That’s a pretty high-speed rate tightening by historical standards, and we’d certainly expect it to have a serious chilling effect on inflation – eventually. But interest rate changes take roughly 18 to 24 months to fully work their way through the economy. The first few months of rate hikes would likely only have a modest impact. However, that impact might be felt most quickly and acutely in the housing market, which has been a major driver of Canadian inflation.

Still, we shouldn’t underestimate the important psychological signal of swift rate action. The biggest risk, as long as inflation is this elevated, is that consumers and businesses start believing that higher inflation is here to stay, resulting in a more entrenched upward drift in expectations. A high-speed tightening would return the conversation to the bank’s commitment to reining in inflation, which in itself would aid the inflation fight.

The federal Conservative Opposition leapt on the inflation report Wednesday to argue, in part, that COVID-19-related restrictions are part of the inflation problem. Political considerations aside, they’re not wrong. While, obviously, public-health concerns must take precedent, a winding down of those restrictions will ease supply pressures and open up more avenues for consumer demand in the services sector, taking the price squeeze off a lot of goods. Given the momentum among several provinces to reduce and remove restrictions, and even federal moves to reduce requirements for international travel, the easing of these pressures could be surprisingly swift.

————————

ASSIGNED TASK A: According to the inflation commentary, what effects would winding down COVID-19-related restrictions have? List every one.
ASSIGNED TASK B: In the inflation commentary, how long do interest rate changes take to fully work their way through the economy?
ASSIGNED TASK C: Continue the commentary on Canadian inflation and interest rates from where it stops.

————————

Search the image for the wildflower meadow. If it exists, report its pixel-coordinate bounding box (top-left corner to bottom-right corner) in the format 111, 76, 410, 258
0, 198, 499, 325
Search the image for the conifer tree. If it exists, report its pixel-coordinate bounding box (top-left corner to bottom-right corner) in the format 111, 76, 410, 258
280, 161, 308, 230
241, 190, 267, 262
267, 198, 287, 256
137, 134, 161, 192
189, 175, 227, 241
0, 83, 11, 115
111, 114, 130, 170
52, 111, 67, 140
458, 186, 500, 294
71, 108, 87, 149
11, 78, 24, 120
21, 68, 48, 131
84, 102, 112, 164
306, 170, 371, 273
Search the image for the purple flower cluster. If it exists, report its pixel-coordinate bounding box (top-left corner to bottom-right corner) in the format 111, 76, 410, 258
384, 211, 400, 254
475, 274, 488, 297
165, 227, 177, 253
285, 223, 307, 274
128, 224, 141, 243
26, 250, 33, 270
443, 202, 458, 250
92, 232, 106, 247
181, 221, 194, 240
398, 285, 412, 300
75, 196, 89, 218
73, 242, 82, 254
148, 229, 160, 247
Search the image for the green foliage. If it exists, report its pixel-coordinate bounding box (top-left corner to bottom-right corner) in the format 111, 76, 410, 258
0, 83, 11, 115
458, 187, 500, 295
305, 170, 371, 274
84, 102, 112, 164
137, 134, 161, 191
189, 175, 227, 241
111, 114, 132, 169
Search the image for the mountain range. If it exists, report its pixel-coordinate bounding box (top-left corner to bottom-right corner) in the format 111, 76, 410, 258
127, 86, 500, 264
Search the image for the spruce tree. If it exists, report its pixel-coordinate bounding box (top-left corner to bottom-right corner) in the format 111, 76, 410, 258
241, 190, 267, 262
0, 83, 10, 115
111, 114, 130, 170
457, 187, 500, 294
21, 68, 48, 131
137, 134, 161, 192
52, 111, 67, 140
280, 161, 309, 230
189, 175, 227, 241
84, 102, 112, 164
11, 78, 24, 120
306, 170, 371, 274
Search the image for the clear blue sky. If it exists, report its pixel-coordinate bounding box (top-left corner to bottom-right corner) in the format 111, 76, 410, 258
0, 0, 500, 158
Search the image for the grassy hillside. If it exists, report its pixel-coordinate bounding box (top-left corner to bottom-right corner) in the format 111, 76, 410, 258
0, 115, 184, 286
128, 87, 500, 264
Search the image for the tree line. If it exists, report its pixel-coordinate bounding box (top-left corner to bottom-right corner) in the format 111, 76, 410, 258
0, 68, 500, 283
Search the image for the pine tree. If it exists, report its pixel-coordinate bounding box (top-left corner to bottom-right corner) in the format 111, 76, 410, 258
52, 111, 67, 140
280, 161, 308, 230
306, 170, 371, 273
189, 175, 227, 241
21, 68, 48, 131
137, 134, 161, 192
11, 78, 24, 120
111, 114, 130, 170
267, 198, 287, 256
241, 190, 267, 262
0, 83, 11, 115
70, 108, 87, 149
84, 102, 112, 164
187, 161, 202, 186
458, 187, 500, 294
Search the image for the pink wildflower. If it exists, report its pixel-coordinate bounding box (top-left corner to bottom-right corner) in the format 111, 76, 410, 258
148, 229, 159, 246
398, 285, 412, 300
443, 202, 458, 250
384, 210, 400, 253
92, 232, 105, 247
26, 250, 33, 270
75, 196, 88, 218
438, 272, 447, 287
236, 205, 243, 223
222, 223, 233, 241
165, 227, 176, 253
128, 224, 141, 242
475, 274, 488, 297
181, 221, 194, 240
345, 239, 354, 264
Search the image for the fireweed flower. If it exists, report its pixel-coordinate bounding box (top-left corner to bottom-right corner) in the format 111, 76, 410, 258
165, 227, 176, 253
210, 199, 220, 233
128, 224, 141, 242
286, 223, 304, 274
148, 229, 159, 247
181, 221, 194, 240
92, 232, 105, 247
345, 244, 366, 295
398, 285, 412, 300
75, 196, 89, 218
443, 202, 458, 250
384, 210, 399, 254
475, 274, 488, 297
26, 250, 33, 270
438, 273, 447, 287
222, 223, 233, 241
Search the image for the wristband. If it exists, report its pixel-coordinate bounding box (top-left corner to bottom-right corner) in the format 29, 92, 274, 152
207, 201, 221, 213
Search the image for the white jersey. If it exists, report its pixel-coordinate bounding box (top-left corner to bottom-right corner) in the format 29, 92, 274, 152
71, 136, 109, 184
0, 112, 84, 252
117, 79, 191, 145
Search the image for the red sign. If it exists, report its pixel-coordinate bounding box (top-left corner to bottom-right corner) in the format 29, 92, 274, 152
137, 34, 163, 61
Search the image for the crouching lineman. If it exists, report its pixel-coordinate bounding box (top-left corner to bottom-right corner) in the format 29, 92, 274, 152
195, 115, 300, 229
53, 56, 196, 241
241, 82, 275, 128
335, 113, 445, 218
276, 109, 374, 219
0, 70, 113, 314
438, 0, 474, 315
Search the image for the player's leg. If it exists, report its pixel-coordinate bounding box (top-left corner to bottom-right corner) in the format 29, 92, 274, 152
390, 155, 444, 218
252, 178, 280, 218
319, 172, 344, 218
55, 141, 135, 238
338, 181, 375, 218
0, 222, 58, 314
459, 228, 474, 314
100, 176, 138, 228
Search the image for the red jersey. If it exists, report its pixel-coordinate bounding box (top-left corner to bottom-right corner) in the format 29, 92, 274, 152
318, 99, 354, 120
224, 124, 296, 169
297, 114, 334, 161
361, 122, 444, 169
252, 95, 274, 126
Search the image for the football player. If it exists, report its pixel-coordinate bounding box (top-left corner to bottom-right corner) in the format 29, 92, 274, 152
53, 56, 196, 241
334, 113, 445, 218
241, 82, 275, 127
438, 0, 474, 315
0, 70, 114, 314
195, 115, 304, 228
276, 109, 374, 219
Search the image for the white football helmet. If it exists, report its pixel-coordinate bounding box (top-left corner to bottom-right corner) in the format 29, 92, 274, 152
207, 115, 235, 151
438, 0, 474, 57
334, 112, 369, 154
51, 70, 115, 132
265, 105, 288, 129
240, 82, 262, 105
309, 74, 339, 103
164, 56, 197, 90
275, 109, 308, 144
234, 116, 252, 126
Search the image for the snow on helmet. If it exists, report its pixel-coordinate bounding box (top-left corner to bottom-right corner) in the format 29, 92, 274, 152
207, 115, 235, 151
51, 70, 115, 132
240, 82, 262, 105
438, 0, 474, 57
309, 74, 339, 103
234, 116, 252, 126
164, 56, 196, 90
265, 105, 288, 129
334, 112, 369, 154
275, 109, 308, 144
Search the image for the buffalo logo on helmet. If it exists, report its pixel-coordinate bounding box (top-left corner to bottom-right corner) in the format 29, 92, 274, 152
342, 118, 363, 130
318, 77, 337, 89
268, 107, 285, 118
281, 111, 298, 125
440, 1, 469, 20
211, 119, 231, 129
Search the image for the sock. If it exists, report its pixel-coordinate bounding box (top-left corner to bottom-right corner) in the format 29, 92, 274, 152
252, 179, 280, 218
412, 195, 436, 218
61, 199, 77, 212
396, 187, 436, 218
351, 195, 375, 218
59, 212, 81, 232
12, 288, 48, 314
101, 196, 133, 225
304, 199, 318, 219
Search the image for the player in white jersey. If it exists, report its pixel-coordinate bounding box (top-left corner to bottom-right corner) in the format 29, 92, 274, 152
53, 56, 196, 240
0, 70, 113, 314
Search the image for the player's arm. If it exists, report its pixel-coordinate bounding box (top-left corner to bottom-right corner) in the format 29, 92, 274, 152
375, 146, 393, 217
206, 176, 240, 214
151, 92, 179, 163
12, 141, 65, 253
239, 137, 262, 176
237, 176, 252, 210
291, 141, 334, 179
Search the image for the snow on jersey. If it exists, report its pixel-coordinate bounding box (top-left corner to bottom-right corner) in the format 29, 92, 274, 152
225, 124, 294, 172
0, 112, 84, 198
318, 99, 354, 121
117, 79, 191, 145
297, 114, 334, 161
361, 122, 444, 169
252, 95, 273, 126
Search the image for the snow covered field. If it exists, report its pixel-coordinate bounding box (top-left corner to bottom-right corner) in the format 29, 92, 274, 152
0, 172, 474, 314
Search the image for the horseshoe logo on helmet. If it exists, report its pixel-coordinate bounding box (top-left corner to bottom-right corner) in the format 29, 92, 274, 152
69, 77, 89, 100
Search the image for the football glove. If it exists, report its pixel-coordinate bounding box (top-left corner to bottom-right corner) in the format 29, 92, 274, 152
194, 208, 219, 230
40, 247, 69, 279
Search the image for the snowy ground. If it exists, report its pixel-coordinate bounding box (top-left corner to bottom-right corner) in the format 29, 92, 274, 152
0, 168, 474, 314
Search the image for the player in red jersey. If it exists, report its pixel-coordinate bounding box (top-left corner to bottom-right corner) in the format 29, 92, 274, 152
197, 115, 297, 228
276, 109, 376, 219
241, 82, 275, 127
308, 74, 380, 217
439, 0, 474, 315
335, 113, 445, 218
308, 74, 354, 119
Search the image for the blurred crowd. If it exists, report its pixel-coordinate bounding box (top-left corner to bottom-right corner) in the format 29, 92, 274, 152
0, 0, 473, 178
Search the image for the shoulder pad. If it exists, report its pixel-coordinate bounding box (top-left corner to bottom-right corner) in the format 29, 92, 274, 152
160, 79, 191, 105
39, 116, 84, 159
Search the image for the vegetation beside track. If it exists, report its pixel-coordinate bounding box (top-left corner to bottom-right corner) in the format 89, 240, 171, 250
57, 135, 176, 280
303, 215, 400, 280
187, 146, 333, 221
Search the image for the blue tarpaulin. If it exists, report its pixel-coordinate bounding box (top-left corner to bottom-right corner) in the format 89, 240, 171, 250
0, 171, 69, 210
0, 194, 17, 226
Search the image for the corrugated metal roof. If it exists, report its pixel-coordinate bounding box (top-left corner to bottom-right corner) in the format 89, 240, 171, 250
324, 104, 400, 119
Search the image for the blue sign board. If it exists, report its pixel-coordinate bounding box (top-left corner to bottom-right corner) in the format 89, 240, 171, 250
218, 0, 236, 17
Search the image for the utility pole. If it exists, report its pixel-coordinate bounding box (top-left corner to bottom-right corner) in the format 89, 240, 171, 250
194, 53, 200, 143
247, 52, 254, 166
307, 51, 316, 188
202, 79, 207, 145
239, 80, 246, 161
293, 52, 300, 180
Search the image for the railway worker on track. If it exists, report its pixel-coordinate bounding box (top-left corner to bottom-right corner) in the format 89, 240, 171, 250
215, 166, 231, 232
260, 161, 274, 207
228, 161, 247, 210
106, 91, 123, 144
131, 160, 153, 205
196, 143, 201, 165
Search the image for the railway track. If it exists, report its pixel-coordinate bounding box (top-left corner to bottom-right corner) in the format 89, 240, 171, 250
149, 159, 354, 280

————————

ANSWER SECTION A:
- It would ease supply pressures.
- It would open up more avenues for consumer demand in the services sector.
- It would take the price squeeze off a lot of goods.

ANSWER SECTION B: Roughly 18 to 24 months.

ANSWER SECTION C:
And we can still count on getting some relief as the year progresses from more favourable base effects. Unlike over the past year, when the standard year-over-year inflation measure compared rising prices against the relatively weak prices that prevailed in 2020, we’ll soon be basing the calculation on the much stronger and fast-rising prices of 2021. But with substantial price increases still happening – the inflation rate over the past three months is about 4 per cent annualized – it’s clear that a reversal of base effects is not going to let us off the hook.

Nor should it, frankly. As Bank of Nova Scotia economist Derek Holt said in a research note Wednesday, any decline in the inflation rate stemming from changing base effects would mask the more meaningful state of near-term price pressures – running the risk that the central bank could get “head-faked” by the initial weakening of inflation in the coming months.

Central bankers attempted to look through base effects in analyzing inflationary pressures as inflation built over the past year. They’ll have to be just as committed to doing the same as they focus on bringing inflation back under control.